Provided data
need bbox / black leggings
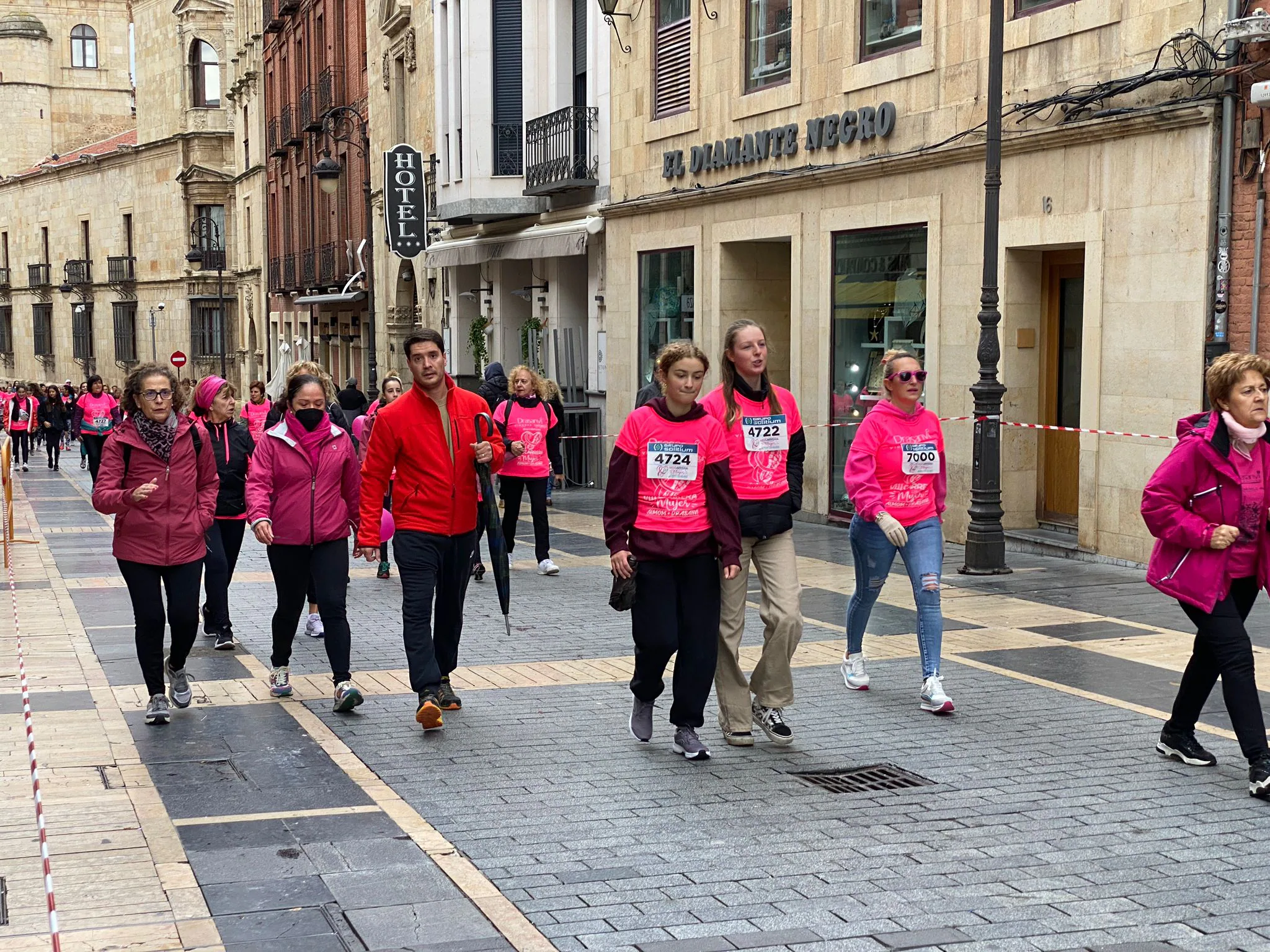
[1166,578,1268,762]
[203,519,246,631]
[498,476,551,562]
[631,555,719,728]
[269,538,352,684]
[115,558,203,697]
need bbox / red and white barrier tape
[0,491,62,952]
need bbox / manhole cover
[790,764,935,793]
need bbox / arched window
[189,39,221,109]
[71,23,97,70]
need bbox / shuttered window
[653,0,692,120]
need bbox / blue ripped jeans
[847,515,944,681]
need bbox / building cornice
[600,102,1217,218]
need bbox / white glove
[876,513,908,549]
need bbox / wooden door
[1037,252,1085,526]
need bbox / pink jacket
[246,418,362,546]
[93,416,221,565]
[1142,413,1270,612]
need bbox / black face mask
[295,408,326,433]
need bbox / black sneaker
[437,676,464,711]
[1156,728,1217,767]
[1248,754,1270,800]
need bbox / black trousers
[498,476,551,562]
[268,538,352,684]
[80,430,105,486]
[393,529,476,694]
[115,558,203,695]
[631,555,719,728]
[1166,579,1268,762]
[203,519,246,631]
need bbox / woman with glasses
[93,363,220,723]
[842,350,952,715]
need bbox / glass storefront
[639,247,696,386]
[829,224,926,515]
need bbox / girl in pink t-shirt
[701,319,806,746]
[842,350,952,715]
[494,366,564,575]
[605,342,740,760]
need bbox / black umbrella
[475,414,512,637]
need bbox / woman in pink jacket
[1142,353,1270,798]
[93,363,220,723]
[246,373,362,711]
[842,350,952,715]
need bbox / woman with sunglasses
[842,350,952,715]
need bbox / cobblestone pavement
[7,459,1270,952]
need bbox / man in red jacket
[357,328,503,730]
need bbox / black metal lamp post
[314,105,380,400]
[961,0,1010,575]
[185,214,226,377]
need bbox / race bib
[645,443,699,482]
[900,443,940,476]
[740,414,790,453]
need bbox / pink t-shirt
[701,383,802,499]
[616,406,728,532]
[1225,439,1265,579]
[79,390,120,433]
[494,400,556,480]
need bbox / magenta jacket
[1142,413,1270,612]
[246,418,362,546]
[93,416,221,565]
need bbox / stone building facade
[603,0,1219,562]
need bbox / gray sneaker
[631,698,653,744]
[164,664,194,707]
[670,728,710,760]
[146,694,171,723]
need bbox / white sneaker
[922,674,954,715]
[840,651,869,690]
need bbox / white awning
[423,214,605,268]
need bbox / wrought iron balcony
[525,105,600,195]
[494,122,525,175]
[260,0,282,33]
[318,66,348,118]
[105,255,137,284]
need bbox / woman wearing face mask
[842,350,954,715]
[193,376,255,651]
[605,342,740,760]
[1142,353,1270,800]
[701,320,806,746]
[494,366,564,575]
[246,373,362,711]
[93,363,220,723]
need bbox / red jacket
[246,418,363,546]
[357,376,503,547]
[93,416,220,565]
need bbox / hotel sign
[383,143,428,258]
[662,103,895,179]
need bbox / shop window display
[829,226,926,515]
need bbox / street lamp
[314,105,380,400]
[185,214,226,377]
[961,0,1010,575]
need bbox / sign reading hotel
[383,142,428,258]
[662,103,895,179]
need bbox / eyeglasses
[887,371,926,383]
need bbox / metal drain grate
[790,764,935,793]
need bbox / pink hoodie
[1142,413,1270,612]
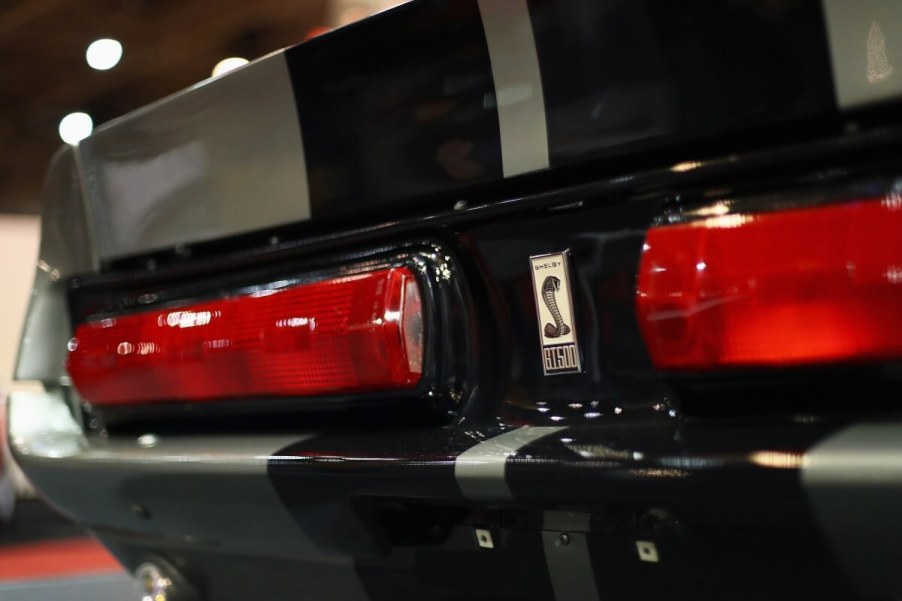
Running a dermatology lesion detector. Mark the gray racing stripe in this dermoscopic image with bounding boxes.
[478,0,549,177]
[802,423,902,597]
[823,0,902,109]
[77,52,311,259]
[454,426,564,500]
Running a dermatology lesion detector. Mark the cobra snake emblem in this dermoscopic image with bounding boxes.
[542,275,570,338]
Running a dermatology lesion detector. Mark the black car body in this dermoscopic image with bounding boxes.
[10,0,902,600]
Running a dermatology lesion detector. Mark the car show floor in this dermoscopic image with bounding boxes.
[0,500,138,601]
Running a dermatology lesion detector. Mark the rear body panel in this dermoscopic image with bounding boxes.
[10,0,902,599]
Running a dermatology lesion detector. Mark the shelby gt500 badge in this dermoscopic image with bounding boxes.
[529,250,582,376]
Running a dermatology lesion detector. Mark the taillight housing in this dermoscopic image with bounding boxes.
[67,266,426,406]
[636,195,902,372]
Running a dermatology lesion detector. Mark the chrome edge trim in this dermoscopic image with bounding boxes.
[14,146,98,386]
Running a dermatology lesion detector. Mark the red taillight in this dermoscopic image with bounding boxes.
[637,197,902,371]
[68,267,423,405]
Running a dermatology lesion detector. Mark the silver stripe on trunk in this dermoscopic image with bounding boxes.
[478,0,549,177]
[78,52,310,259]
[454,426,564,500]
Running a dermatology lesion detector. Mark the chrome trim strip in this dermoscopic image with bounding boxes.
[478,0,549,177]
[79,52,310,259]
[454,426,565,500]
[823,0,902,109]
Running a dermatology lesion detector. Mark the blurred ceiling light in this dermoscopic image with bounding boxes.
[85,39,122,71]
[60,113,94,145]
[213,56,247,77]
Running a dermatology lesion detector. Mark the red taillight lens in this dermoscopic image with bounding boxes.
[637,197,902,371]
[68,267,423,405]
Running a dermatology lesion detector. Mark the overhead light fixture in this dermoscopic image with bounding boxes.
[85,38,122,71]
[59,113,94,145]
[213,56,248,77]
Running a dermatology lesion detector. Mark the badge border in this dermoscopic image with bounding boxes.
[529,248,585,377]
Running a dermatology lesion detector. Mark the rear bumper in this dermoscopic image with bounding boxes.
[10,393,902,599]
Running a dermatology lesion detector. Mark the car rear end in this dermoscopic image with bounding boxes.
[10,0,902,599]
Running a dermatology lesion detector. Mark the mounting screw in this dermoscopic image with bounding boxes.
[636,540,661,563]
[129,503,150,520]
[135,562,172,601]
[474,528,495,549]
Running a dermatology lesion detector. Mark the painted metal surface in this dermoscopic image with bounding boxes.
[40,0,856,263]
[13,0,902,600]
[802,422,902,596]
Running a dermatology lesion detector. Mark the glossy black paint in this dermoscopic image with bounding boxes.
[529,0,836,167]
[286,0,501,217]
[63,65,902,599]
[269,414,857,599]
[460,199,669,425]
[276,0,836,233]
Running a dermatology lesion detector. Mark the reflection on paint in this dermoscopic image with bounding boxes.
[868,21,894,83]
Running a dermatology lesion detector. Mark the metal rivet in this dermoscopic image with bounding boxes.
[474,528,495,549]
[636,540,661,563]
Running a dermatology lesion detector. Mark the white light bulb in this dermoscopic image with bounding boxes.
[85,39,122,71]
[213,56,248,77]
[60,113,94,144]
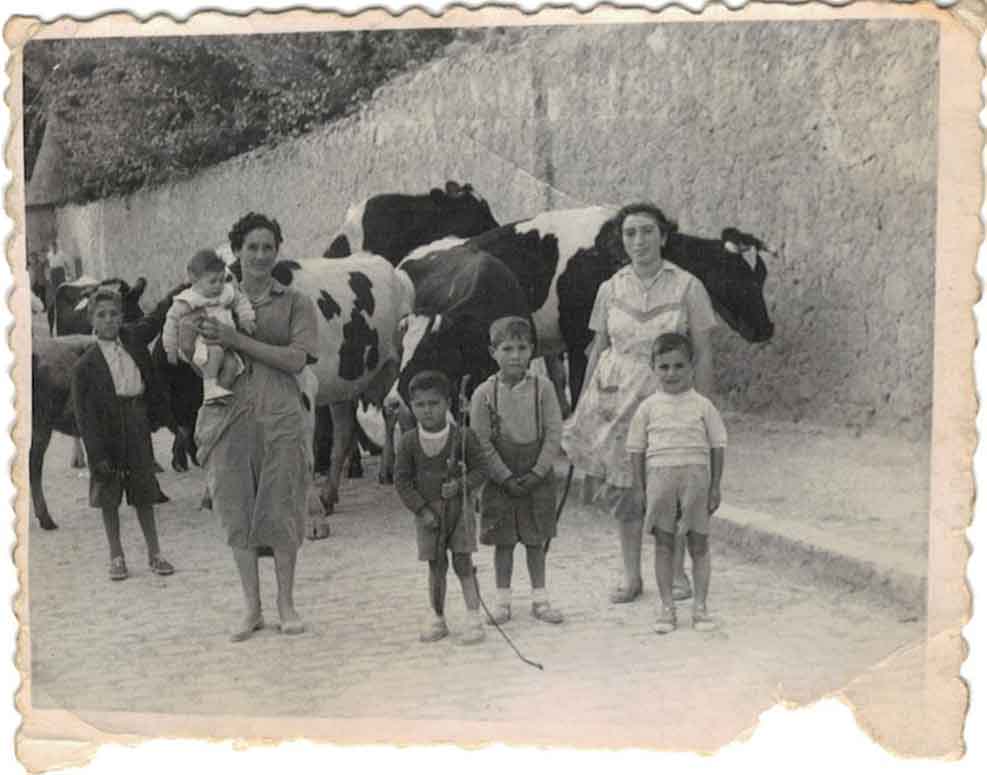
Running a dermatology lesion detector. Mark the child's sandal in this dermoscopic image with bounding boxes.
[487,605,511,624]
[655,608,678,635]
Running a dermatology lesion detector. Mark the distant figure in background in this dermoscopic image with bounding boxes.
[627,334,727,635]
[161,250,256,404]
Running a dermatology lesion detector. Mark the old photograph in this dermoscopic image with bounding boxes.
[5,1,982,767]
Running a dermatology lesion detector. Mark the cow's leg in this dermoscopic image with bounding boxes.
[322,401,356,514]
[28,426,58,530]
[544,353,572,418]
[377,403,415,484]
[313,406,334,474]
[346,402,363,479]
[72,436,86,468]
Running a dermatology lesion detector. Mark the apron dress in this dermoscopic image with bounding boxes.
[480,377,555,546]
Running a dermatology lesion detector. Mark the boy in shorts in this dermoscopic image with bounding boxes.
[627,334,727,635]
[394,371,487,644]
[72,289,175,581]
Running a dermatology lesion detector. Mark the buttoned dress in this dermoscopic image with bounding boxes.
[562,261,716,498]
[195,281,318,549]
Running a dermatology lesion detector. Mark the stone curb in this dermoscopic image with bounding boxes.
[712,504,926,615]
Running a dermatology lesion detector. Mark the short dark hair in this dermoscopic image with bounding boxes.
[228,213,284,253]
[615,202,679,237]
[86,285,123,315]
[408,371,452,398]
[185,250,226,279]
[655,333,692,363]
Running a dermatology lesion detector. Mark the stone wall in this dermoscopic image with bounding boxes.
[52,21,938,432]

Exercise brief
Copy the items word for word, starting at the line that contains "Running a dermatology lesion detector. Mark the distant" and stopping after the final line of the items.

In response
Running a dermatology lesion detector. Mark the distant figure in background in this dermoscopic image with bounding boxes.
[627,334,727,635]
[161,250,256,404]
Running a dermatology lesion detector. Mark the old photograph in this dermoscopic image with bounding boxes.
[5,1,982,767]
Running a dermatology lesion detector. Mark the cow's leg in this dermoscopic image with bounding boxes.
[322,401,356,514]
[28,426,58,530]
[544,353,572,418]
[377,403,415,484]
[313,406,334,474]
[346,402,363,479]
[72,436,86,468]
Running a dermatology lesion detector. Mark the apron dress in this dermoscopic image with bounding boxes.
[480,377,555,546]
Running a dermatology lesion detector. Mark the boy in shorts in this dermoscopic image with bounding boxes.
[627,334,727,635]
[394,371,487,644]
[72,289,175,581]
Running a dermatology lesion detector. Mark the buttoned dress in this dermoscopic image with bounding boxes.
[562,261,716,498]
[195,281,318,549]
Running a dermatology lesion detector. Mark the stone curb in this dermoscopic image with bounding boxes.
[712,504,926,615]
Running a dermatology lesion detector. Mark the short dark hair in this dermoscopic image with bounding boxes.
[228,213,284,253]
[615,202,679,237]
[86,285,123,315]
[408,371,452,398]
[185,250,226,279]
[655,333,692,363]
Running a dermatology lesion detector. Mark the stone wall in this dermoscopic image with bounding boxes.
[52,21,938,432]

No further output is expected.